なお、所属部門はリスクマネジメントソリューション部(RMS)という、顧客にリスク分析をしつつ、投資銀行商品(債券や株式関連商品、およびデリバティブなど)を販売するというもので、営業部門というよりマーケター部門でした(注:投資銀行マーケッツ部門は、基本的に、営業・マーケター・トレーダー・ミドルバックオフィスで構成されます)。RMSには僕を含めて4人のメンバーしかおらず、僕が4人目のメンバーで経験的にも年齢的にも最若手でした。一人部門長(あれ、室だったきもするから室長)がクオンツ出身の方で金融機関担当、もう一人が戦略コンサル出身の方で事業会社担当、最後の一人がKさんでソリューション営業担当。僕はなんでもしましたが、一部事業会社や年金基金にVaRの分析などもしてましたが、概ね保険会社案件を担当させていただくことが多かったです。Kさんはおもに金融機関担当だったので一緒に働くことも多く。

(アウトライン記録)
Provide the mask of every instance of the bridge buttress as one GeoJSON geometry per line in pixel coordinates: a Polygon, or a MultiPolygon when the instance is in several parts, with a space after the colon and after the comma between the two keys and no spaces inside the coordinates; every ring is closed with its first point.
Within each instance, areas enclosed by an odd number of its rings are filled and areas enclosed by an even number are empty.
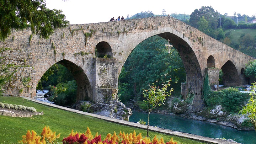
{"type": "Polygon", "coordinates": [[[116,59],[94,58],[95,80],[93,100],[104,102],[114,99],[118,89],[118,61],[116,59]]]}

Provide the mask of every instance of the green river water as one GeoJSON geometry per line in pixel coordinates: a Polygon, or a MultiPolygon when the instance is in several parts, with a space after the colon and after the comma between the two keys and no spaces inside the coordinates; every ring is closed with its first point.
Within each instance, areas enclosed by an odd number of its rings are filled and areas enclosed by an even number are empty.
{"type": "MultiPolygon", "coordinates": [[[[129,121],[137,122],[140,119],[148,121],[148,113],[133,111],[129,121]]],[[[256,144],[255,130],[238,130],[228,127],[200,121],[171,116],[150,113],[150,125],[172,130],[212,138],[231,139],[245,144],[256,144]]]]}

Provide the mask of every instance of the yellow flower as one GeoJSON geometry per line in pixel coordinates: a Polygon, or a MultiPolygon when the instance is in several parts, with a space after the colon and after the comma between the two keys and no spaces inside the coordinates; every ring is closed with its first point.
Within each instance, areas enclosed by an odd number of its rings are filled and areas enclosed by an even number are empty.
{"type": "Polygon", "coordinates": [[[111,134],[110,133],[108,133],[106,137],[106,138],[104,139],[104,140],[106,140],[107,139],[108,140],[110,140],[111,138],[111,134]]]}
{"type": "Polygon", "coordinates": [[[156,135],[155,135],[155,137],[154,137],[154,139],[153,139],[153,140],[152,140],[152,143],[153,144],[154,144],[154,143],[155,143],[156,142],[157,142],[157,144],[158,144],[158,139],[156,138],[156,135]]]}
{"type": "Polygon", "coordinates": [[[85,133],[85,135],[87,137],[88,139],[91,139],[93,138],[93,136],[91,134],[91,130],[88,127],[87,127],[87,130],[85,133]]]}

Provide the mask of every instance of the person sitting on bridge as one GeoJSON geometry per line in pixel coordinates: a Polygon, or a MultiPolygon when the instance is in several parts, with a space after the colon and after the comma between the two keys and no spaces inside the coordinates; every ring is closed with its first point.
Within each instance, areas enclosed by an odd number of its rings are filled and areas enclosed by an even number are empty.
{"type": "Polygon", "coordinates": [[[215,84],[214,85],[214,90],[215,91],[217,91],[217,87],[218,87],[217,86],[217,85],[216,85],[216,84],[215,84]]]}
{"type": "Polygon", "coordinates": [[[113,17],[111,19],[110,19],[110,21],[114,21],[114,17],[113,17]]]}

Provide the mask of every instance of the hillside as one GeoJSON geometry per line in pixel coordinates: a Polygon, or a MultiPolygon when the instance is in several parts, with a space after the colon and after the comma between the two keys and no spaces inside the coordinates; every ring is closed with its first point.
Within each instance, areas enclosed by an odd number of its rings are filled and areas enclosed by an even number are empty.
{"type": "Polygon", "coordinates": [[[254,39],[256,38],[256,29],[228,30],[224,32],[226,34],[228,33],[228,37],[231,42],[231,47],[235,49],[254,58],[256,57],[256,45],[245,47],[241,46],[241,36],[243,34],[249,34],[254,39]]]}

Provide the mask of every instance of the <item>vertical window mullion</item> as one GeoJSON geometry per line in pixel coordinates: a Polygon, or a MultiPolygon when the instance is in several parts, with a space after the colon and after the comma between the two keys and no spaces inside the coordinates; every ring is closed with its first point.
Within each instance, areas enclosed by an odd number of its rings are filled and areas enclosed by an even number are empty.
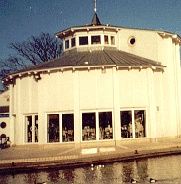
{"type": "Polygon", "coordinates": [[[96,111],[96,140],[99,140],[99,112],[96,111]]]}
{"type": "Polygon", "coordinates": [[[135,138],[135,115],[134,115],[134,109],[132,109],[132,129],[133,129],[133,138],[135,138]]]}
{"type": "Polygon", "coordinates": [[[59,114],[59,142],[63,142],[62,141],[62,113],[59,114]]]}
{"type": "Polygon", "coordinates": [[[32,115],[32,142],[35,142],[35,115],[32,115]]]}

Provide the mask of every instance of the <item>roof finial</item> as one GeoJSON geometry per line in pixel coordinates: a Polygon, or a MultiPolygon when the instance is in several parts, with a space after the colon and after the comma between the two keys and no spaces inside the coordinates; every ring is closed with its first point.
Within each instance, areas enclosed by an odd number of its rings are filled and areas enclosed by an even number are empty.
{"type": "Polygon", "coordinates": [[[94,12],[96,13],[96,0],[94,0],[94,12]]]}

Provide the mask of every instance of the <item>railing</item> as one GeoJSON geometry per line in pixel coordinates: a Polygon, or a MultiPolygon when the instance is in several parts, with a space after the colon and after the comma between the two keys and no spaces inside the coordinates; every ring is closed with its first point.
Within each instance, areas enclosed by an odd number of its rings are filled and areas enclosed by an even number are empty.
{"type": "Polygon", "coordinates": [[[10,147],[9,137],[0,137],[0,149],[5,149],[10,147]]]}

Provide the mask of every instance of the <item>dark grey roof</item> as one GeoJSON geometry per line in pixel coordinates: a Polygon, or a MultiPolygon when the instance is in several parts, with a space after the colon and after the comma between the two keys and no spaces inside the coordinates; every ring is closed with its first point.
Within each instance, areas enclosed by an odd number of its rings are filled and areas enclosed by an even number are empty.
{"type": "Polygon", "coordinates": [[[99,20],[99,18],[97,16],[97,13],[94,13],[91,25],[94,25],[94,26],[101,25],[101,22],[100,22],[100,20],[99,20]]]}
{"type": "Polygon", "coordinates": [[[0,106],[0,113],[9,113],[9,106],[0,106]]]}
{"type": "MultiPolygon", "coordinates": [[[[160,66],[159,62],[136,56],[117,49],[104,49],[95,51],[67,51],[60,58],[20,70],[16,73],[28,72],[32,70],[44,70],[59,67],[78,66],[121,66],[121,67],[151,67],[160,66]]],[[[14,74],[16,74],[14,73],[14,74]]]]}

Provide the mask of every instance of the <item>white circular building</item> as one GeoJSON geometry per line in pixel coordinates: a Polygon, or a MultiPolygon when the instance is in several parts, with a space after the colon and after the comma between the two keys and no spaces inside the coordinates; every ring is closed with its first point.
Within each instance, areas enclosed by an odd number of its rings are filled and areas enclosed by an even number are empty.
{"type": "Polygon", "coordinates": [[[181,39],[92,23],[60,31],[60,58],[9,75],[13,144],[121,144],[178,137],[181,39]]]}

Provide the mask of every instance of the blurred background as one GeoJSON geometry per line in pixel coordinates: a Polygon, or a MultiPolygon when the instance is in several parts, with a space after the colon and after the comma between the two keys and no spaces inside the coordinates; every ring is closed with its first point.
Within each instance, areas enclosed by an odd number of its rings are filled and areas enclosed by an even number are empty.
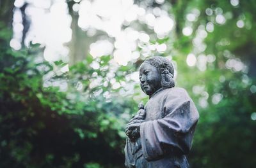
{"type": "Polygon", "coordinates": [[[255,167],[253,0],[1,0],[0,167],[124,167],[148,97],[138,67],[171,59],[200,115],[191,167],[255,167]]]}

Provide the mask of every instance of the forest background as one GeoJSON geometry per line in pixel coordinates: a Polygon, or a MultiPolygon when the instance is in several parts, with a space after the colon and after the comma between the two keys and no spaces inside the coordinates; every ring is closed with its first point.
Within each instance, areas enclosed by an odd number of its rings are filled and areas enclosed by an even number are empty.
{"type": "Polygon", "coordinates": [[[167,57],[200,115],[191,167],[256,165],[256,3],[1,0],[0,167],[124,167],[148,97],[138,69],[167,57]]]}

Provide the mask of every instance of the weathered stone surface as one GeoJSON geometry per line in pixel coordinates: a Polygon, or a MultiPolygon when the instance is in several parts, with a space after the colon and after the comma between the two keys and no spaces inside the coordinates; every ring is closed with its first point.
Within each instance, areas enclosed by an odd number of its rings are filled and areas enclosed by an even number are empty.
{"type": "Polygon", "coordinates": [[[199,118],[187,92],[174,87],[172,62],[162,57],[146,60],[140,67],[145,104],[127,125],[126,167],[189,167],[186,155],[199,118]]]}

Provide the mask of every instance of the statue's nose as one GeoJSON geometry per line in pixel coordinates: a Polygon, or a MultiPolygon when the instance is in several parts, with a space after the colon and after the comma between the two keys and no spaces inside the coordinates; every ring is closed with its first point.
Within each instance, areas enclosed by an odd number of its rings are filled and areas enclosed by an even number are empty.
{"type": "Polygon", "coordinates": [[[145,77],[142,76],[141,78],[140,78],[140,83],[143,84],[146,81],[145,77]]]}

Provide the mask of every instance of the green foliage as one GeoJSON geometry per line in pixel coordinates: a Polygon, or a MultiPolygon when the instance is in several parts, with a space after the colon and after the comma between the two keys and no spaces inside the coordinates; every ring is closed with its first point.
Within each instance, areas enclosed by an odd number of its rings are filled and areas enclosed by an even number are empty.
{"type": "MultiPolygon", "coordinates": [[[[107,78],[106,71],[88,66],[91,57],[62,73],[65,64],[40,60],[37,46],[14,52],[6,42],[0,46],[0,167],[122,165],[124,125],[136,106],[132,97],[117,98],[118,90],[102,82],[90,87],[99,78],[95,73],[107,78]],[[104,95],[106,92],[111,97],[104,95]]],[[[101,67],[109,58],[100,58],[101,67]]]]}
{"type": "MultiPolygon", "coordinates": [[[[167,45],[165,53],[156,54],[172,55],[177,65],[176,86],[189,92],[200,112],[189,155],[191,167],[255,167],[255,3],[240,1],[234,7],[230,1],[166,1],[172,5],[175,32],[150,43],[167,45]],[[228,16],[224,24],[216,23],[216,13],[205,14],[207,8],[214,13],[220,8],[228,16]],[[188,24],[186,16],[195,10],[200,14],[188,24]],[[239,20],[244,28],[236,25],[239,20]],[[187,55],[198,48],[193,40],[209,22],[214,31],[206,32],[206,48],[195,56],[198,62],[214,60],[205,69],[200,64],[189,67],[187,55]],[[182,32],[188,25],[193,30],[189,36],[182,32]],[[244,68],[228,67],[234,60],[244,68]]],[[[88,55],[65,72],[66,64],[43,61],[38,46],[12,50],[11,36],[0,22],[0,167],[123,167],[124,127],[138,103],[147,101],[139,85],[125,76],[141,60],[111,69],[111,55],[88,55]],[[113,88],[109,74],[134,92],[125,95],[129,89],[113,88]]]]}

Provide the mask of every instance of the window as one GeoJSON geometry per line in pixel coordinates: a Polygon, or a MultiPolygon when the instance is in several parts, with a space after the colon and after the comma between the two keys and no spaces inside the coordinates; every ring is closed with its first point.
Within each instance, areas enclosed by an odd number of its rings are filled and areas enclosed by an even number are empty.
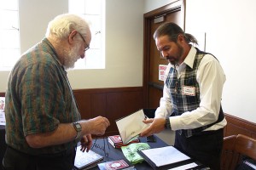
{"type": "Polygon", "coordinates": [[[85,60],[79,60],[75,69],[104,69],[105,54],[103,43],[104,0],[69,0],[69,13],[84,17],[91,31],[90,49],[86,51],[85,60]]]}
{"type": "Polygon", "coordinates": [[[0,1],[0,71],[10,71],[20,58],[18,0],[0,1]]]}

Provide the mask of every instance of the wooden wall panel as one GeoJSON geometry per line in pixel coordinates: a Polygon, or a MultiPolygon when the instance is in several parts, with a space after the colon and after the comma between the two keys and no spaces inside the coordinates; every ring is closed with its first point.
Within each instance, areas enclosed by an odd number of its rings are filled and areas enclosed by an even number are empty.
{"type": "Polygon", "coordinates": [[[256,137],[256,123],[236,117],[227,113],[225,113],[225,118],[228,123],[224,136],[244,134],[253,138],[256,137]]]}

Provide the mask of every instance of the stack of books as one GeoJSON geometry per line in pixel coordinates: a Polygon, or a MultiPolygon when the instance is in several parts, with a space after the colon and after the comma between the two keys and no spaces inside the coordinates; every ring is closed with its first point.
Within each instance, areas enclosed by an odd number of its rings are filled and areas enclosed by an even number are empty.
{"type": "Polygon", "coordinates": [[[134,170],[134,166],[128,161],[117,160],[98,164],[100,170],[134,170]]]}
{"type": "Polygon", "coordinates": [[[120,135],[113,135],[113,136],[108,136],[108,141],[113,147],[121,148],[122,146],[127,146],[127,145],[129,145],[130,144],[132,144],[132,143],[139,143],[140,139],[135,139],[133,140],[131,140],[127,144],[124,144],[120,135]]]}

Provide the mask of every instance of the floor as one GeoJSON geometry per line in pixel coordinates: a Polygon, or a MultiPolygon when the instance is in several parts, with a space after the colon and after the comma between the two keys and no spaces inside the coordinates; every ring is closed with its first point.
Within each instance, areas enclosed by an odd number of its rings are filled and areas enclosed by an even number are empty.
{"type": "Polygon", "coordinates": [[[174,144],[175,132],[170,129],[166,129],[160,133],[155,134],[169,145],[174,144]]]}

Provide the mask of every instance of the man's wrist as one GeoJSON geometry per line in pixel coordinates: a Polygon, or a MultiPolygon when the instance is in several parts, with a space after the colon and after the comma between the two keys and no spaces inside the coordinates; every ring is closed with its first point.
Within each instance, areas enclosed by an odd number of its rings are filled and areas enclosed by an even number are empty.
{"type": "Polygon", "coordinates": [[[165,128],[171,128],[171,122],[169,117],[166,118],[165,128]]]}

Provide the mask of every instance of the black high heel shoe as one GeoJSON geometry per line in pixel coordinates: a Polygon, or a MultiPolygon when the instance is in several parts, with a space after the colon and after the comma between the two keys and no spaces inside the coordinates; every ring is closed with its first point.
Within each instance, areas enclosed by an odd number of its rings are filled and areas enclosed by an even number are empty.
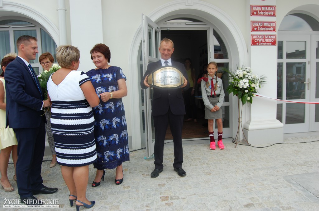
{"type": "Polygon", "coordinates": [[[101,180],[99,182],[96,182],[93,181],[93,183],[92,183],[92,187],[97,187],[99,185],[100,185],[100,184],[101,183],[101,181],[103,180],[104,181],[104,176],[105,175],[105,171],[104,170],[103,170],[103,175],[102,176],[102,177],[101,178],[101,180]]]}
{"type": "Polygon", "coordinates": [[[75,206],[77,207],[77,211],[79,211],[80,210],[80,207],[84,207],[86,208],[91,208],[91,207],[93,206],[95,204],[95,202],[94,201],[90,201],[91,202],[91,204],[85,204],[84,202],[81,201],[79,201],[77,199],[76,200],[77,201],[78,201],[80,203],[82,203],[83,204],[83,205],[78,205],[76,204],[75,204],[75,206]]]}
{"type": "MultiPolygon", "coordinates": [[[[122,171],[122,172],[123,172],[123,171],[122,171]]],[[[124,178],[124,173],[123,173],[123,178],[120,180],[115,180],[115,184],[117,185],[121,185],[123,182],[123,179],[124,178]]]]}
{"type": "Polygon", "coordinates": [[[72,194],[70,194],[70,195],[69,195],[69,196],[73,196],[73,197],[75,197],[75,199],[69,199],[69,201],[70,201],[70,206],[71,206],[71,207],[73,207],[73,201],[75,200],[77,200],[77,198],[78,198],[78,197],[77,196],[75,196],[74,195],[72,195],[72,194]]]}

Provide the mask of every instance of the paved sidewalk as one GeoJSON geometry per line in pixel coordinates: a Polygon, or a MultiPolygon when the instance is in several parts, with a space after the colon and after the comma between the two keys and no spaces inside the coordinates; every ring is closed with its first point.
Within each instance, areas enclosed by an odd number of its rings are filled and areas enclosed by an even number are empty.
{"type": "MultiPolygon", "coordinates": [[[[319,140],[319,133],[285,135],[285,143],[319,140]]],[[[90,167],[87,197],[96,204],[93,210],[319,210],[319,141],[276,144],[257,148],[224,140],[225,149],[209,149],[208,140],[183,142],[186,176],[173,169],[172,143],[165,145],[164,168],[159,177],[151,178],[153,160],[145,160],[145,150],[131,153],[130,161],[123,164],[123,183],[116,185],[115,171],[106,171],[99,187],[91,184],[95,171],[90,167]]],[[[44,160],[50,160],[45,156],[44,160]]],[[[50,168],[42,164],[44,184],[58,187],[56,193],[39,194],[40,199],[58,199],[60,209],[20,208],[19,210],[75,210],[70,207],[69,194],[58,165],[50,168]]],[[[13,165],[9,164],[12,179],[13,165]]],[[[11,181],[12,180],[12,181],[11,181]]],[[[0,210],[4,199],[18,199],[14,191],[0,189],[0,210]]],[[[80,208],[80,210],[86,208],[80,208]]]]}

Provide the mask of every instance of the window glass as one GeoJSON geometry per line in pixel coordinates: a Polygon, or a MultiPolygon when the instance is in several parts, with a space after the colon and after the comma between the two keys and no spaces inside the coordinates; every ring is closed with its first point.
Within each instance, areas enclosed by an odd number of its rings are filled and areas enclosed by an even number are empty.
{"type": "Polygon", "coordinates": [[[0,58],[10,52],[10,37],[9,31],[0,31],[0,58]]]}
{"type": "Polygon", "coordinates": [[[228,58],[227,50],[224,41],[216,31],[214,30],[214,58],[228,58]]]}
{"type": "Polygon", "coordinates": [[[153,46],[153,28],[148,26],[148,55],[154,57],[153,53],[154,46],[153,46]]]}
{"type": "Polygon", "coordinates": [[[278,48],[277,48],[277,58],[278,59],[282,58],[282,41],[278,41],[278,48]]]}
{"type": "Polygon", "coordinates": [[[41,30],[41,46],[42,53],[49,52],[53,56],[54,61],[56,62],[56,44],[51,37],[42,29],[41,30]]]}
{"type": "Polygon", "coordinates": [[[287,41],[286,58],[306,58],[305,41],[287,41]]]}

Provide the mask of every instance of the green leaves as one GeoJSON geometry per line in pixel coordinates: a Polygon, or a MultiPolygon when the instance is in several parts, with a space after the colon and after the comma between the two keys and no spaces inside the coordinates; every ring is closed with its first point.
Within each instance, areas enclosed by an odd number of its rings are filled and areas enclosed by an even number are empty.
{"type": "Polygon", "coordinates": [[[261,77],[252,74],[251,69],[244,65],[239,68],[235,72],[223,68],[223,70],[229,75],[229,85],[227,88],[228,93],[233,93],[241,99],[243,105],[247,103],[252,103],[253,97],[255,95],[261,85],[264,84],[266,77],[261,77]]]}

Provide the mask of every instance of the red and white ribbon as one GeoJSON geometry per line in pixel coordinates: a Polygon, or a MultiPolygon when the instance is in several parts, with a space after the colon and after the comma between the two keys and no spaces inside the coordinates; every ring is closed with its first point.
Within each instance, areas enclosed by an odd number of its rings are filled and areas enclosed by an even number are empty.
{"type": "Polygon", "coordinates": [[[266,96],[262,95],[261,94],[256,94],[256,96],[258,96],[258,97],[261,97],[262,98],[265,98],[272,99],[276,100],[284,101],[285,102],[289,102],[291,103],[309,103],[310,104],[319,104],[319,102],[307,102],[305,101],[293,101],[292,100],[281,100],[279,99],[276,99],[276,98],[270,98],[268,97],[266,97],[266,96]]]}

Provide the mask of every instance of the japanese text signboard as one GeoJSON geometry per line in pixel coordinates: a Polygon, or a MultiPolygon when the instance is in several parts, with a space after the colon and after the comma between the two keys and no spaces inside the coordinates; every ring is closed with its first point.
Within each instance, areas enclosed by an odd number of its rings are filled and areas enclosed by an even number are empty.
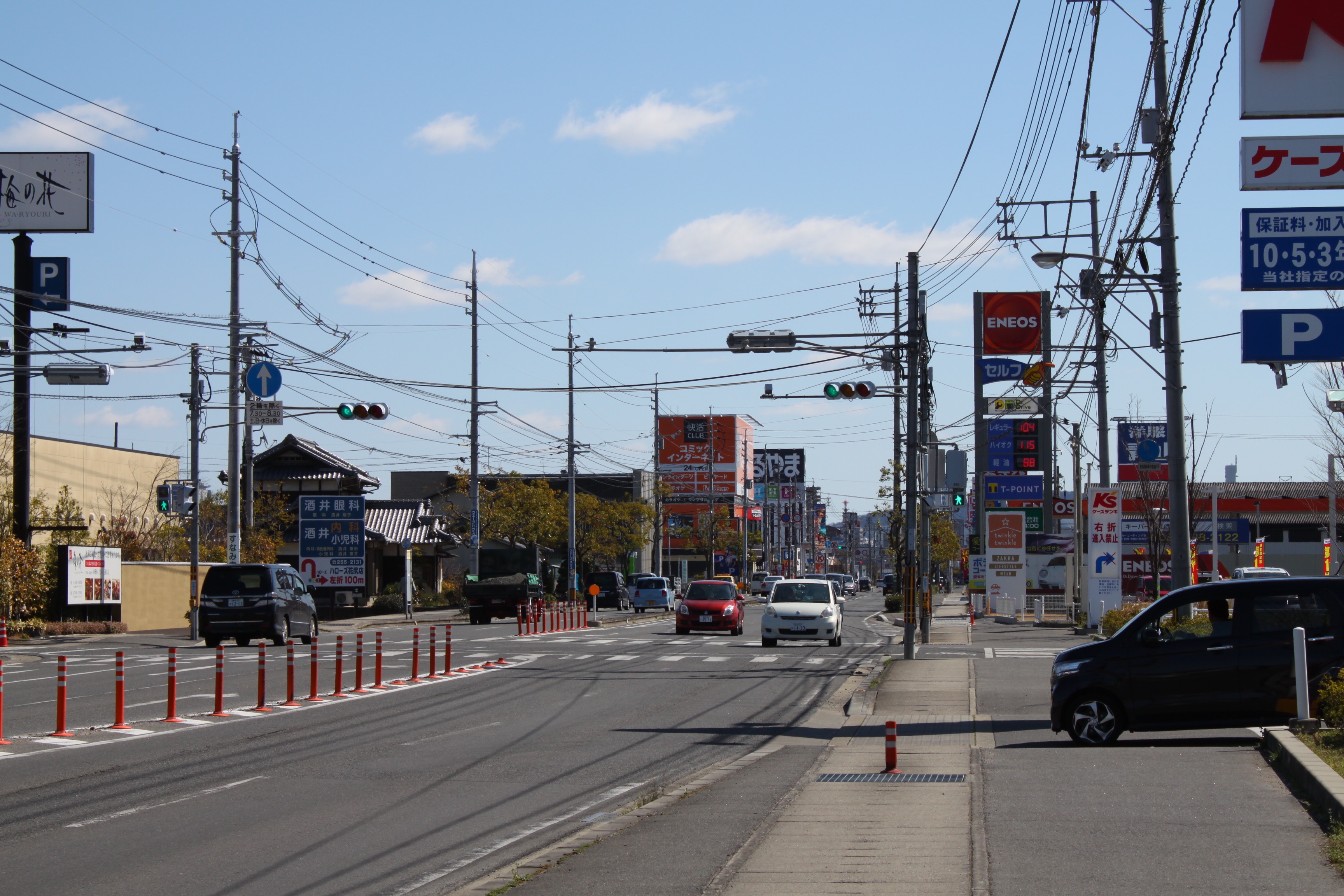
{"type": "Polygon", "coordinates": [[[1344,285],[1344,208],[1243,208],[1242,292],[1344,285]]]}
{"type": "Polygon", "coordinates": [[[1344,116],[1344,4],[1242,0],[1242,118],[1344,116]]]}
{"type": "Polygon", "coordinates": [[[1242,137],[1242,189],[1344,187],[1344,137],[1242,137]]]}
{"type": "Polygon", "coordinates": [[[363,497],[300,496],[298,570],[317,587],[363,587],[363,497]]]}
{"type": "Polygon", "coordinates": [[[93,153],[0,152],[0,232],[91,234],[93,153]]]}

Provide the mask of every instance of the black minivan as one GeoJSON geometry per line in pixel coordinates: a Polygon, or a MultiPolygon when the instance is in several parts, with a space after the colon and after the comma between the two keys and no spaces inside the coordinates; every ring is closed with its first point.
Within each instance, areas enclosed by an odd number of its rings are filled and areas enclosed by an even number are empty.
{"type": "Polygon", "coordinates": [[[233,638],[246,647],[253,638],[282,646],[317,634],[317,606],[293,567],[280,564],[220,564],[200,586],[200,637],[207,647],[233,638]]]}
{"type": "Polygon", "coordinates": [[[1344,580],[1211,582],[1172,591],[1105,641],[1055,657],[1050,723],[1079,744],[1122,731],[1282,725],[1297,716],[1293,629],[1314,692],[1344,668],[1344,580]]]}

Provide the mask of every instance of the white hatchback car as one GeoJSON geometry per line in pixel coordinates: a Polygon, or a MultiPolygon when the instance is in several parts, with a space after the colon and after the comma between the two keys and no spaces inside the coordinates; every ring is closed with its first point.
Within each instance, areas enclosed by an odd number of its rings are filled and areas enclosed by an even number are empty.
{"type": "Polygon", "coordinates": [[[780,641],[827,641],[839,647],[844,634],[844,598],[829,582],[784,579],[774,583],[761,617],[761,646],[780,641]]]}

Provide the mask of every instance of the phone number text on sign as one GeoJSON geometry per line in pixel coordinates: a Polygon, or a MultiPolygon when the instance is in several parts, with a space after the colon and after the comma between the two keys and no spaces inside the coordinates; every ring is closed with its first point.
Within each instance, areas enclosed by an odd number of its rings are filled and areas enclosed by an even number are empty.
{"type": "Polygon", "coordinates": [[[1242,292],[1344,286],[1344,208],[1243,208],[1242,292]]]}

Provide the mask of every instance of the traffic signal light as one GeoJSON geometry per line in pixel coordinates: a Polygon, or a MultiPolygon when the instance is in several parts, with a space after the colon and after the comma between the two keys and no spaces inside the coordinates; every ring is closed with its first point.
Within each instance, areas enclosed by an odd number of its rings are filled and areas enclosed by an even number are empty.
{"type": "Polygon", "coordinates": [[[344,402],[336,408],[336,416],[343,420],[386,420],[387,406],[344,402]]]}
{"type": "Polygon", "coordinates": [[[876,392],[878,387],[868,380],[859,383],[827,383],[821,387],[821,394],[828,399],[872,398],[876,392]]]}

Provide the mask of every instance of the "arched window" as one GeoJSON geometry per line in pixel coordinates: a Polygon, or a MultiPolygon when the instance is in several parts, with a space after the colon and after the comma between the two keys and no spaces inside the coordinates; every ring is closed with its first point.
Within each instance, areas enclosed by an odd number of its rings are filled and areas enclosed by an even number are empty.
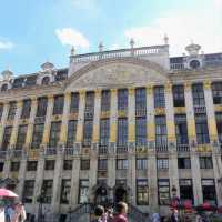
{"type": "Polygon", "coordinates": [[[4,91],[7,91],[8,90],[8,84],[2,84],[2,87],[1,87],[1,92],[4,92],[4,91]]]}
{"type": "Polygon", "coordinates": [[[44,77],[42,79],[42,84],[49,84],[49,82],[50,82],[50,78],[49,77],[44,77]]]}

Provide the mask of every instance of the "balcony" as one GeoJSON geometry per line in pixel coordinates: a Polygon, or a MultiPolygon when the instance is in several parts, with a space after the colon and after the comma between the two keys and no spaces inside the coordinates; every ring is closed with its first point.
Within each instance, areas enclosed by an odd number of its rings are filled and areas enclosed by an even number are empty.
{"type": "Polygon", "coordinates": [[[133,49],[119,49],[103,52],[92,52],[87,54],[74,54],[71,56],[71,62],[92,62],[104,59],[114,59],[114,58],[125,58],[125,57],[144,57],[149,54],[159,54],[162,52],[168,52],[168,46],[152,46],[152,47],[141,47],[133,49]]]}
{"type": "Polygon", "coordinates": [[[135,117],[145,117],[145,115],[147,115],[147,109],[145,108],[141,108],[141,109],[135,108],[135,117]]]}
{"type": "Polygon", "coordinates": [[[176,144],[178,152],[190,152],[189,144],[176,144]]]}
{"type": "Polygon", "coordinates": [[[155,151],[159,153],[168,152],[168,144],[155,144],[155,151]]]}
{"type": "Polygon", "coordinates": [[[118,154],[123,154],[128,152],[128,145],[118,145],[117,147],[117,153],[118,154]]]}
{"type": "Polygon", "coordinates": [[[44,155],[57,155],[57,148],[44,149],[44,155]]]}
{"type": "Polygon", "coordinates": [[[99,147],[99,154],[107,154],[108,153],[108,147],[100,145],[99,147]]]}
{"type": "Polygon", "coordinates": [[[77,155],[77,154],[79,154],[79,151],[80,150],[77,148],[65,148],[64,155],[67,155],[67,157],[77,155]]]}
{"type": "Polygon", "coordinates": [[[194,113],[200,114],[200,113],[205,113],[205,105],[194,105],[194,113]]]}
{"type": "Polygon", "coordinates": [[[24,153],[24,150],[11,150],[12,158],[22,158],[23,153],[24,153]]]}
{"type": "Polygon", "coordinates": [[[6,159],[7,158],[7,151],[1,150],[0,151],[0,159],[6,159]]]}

課題一覧:
a – 所属部門についての提示文から、「なお、所属部門はリスクマネジ」で始まり「たので一緒に働くことも多く。」で終わる部分を、一字も変えずに書き写しなさい。
b – 所属部門についての提示文の内容を、二文でまとめなさい。

最終結果:
a –
なお、所属部門はリスクマネジメントソリューション部(RMS)という、顧客にリスク分析をしつつ、投資銀行商品(債券や株式関連商品、およびデリバティブなど)を販売するというもので、営業部門というよりマーケター部門でした(注:投資銀行マーケッツ部門は、基本的に、営業・マーケター・トレーダー・ミドルバックオフィスで構成されます)。RMSには僕を含めて4人のメンバーしかおらず、僕が4人目のメンバーで経験的にも年齢的にも最若手でした。一人部門長(あれ、室だったきもするから室長)がクオンツ出身の方で金融機関担当、もう一人が戦略コンサル出身の方で事業会社担当、最後の一人がKさんでソリューション営業担当。僕はなんでもしましたが、一部事業会社や年金基金にVaRの分析などもしてましたが、概ね保険会社案件を担当させていただくことが多かったです。Kさんはおもに金融機関担当だったので一緒に働くことも多く。

b – 筆者が所属していたリスクマネジメントソリューション部(RMS)は、顧客にリスク分析をしながら投資銀行商品を販売する部門で、営業部門というよりマーケター部門であった。RMSのメンバーは4人だけで、最若手の筆者は一部の事業会社や年金基金にVaRの分析なども行ったが、おおむね保険会社案件を担当することが多かった。